====== RECORDS TO USE

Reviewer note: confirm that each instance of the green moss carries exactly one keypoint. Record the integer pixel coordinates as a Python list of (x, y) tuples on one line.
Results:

============
====== RECORDS TO USE

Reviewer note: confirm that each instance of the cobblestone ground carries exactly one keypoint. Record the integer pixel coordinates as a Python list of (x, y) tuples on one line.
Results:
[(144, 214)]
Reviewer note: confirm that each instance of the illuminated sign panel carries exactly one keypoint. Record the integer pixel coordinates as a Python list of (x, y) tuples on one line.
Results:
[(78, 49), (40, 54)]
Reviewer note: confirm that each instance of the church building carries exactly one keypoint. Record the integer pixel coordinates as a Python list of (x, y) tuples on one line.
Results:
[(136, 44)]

============
====== RECORDS TO USE

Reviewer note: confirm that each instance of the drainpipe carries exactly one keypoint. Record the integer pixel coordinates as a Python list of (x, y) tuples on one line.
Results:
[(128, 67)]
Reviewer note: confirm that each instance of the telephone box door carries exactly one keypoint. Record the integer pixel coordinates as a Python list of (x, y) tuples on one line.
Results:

============

• PROBLEM DESCRIPTION: Only lines that include "note" belong in the answer; return them from the entries above.

• ANSWER:
Reviewer note: confirm that each instance of the green moss carries exactly one keypoint. Record the integer pixel coordinates as a Python list of (x, y) tuples on one line.
Reviewer note: confirm that each instance of the cobblestone ground carries exactly one keypoint. Record the integer pixel coordinates as a Python list of (x, y) tuples on one line.
Reviewer note: confirm that each instance of the illuminated sign panel carries exactly one keypoint. Record the integer pixel coordinates as a Python list of (x, y) tuples on one line.
Reviewer note: confirm that each instance of the church building carries exactly one keypoint. Record the integer pixel coordinates as a Python list of (x, y) tuples on one line.
Reviewer note: confirm that each instance of the drainpipe carries exactly one keypoint. Record the integer pixel coordinates as a Python list of (x, y) tuples on one line.
Reviewer note: confirm that each instance of the telephone box door carries exactly one keypoint. Record the integer pixel coordinates as a Python list of (x, y) tuples on one line.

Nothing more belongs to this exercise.